# WHAT THIS TASK INVOLVES:
Show each line from the records below that contains the word "wooden", copying every such line in full.

===== RECORDED DATA

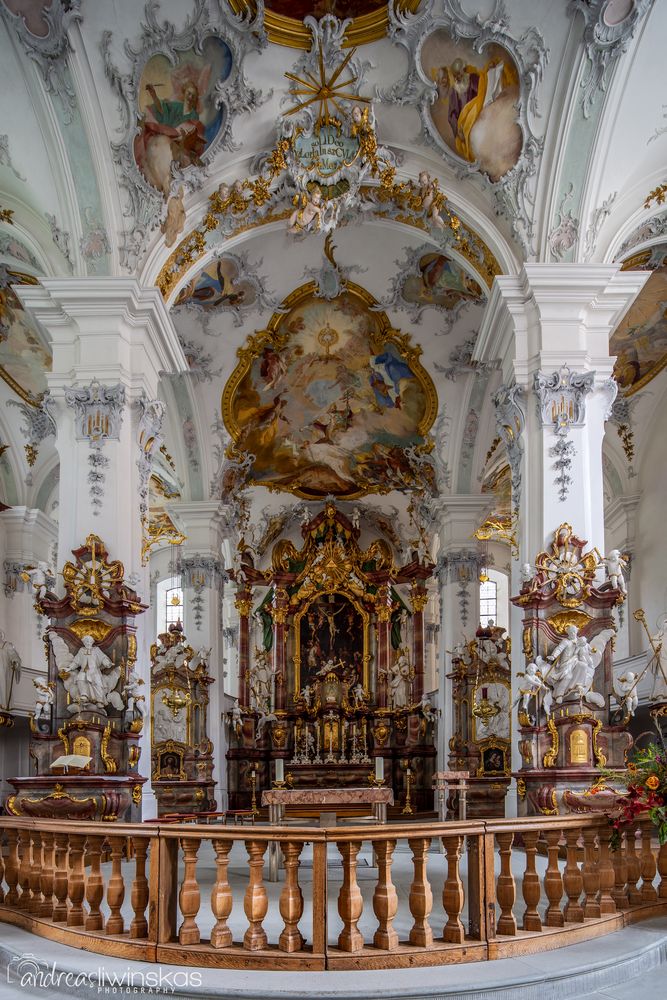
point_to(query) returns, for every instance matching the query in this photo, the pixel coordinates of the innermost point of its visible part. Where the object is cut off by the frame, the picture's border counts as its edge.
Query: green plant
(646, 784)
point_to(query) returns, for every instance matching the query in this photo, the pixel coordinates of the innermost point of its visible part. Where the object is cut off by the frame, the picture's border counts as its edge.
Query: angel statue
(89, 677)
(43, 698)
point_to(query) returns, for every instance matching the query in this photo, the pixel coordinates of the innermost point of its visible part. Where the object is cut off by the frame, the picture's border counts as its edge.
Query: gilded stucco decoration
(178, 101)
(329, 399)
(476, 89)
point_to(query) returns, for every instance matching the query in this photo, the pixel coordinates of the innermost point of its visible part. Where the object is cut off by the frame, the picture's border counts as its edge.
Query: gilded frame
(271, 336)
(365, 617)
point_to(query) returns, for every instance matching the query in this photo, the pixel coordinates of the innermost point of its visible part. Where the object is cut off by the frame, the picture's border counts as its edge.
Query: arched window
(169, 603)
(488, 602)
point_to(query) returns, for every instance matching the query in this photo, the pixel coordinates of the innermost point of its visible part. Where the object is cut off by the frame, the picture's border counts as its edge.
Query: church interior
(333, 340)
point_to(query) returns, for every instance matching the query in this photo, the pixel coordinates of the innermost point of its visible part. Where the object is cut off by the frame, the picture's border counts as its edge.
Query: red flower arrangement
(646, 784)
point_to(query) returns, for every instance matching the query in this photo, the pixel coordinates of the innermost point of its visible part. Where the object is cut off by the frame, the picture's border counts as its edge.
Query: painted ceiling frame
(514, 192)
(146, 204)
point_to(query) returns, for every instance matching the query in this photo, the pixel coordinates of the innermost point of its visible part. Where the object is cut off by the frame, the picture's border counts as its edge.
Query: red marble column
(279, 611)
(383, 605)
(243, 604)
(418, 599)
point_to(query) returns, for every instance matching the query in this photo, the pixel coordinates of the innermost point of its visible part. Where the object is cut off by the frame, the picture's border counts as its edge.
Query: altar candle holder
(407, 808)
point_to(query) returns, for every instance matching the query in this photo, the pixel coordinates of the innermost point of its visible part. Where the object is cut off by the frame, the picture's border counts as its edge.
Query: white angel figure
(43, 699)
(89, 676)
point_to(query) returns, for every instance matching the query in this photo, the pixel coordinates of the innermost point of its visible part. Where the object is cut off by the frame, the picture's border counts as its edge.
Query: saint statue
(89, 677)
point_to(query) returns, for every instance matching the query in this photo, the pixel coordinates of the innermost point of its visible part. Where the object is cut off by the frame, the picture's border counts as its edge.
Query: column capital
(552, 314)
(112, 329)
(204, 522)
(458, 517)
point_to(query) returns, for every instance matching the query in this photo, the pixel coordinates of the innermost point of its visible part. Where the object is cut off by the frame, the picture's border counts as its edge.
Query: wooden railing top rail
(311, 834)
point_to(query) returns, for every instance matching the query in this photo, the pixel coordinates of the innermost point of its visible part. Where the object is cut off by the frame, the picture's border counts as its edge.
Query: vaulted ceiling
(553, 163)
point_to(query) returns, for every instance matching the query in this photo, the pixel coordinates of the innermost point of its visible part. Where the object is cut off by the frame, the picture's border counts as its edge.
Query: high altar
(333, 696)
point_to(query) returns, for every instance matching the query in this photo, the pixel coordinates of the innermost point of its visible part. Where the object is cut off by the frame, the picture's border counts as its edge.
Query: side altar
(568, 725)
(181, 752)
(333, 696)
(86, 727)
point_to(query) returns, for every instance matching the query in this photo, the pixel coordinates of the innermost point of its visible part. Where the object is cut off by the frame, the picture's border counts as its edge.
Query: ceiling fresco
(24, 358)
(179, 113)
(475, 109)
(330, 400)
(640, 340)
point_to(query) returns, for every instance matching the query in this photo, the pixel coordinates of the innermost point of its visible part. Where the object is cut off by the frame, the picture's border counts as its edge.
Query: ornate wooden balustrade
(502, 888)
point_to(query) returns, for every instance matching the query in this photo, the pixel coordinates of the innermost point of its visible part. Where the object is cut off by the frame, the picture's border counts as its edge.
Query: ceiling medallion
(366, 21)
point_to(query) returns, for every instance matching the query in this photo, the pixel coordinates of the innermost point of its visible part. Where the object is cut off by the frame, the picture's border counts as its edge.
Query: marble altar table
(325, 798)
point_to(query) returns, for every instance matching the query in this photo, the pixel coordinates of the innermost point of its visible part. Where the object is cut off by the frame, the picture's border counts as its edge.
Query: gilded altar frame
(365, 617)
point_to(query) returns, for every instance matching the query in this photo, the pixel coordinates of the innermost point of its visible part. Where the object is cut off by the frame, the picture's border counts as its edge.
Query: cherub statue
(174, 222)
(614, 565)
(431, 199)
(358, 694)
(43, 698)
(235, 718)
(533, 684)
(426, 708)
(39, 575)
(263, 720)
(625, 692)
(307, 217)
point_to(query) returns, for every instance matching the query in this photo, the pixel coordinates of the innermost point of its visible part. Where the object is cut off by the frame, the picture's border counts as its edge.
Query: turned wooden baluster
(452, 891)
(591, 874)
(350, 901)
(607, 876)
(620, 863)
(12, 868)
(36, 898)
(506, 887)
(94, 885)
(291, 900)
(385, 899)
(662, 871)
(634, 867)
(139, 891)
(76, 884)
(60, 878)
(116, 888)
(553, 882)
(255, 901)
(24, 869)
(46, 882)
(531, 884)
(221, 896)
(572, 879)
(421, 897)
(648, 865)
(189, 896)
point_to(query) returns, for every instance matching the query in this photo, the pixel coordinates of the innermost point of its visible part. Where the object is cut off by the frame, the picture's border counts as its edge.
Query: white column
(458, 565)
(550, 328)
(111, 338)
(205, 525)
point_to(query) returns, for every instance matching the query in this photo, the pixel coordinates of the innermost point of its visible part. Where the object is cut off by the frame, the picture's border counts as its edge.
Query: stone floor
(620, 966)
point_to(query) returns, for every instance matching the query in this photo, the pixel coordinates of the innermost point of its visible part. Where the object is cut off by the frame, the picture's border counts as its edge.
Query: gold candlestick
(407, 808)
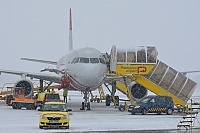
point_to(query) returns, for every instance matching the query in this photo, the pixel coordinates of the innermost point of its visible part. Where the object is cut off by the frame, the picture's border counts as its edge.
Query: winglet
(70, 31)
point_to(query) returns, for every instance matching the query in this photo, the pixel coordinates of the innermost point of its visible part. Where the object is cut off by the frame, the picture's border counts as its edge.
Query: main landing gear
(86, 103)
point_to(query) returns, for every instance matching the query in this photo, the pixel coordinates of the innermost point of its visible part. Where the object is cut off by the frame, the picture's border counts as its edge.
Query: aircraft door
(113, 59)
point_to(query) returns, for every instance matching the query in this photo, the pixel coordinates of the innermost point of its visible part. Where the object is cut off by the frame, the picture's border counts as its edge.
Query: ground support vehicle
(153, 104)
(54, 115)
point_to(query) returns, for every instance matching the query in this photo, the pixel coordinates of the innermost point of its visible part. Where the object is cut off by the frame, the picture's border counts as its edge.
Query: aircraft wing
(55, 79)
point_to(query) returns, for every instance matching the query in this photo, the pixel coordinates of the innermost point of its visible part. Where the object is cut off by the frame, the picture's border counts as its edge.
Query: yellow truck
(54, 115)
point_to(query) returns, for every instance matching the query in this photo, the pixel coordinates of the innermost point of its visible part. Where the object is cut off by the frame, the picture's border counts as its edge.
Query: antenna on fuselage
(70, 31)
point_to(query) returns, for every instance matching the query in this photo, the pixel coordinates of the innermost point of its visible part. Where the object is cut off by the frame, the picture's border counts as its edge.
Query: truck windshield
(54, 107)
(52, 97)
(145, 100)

==========
===== RECORDED DATA

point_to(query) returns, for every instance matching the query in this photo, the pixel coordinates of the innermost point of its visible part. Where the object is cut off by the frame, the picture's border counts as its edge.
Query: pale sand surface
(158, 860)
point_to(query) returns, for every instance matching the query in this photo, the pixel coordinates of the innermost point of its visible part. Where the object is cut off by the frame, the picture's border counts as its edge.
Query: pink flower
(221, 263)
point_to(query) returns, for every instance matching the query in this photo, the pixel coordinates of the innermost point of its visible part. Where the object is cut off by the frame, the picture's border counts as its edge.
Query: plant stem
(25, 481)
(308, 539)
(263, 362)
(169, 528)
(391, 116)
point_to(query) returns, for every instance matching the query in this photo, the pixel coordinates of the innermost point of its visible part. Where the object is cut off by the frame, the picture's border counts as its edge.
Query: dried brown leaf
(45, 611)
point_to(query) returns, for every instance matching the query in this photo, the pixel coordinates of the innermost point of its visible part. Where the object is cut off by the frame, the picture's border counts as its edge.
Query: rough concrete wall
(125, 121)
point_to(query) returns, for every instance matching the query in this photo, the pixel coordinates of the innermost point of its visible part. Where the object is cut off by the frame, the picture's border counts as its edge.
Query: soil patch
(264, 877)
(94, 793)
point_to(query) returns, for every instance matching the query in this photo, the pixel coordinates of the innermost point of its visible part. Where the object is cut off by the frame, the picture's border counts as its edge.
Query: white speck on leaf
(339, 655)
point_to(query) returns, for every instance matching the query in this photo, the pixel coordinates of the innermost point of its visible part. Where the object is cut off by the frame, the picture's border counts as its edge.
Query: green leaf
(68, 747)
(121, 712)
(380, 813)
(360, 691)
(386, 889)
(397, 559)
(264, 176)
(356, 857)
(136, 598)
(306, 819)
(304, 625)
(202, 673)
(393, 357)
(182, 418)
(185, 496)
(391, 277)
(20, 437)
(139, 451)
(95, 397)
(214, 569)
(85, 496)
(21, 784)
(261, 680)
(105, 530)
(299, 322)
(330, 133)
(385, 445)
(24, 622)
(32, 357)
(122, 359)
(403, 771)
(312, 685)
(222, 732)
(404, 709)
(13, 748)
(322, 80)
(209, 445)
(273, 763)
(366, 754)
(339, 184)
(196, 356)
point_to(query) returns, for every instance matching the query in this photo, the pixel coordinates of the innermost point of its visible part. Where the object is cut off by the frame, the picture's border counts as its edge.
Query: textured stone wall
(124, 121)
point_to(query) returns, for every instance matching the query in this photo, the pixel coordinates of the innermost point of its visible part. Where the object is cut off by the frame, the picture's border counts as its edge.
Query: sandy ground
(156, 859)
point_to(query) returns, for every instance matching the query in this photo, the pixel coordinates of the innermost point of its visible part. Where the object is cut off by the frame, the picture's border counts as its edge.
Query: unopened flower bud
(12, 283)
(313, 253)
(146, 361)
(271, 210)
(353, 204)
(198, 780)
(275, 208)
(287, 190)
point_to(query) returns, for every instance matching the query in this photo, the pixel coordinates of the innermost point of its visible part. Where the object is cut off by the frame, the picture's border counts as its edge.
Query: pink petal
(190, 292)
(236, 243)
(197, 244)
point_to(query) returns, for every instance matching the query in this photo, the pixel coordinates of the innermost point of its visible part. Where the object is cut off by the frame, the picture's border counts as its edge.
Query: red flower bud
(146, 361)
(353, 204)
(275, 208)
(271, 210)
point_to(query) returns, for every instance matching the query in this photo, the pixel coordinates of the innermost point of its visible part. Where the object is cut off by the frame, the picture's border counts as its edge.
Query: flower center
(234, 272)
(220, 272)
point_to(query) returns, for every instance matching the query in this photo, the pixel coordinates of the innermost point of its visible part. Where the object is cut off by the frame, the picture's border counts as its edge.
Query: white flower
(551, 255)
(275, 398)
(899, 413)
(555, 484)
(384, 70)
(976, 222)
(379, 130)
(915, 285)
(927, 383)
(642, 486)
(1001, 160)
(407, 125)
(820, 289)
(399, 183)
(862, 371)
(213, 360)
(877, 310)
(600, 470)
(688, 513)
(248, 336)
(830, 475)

==========

# WRITTEN REPLY:
Query: wooden railing top rail
Query: ornate wooden balustrade
Query: turned wooden baluster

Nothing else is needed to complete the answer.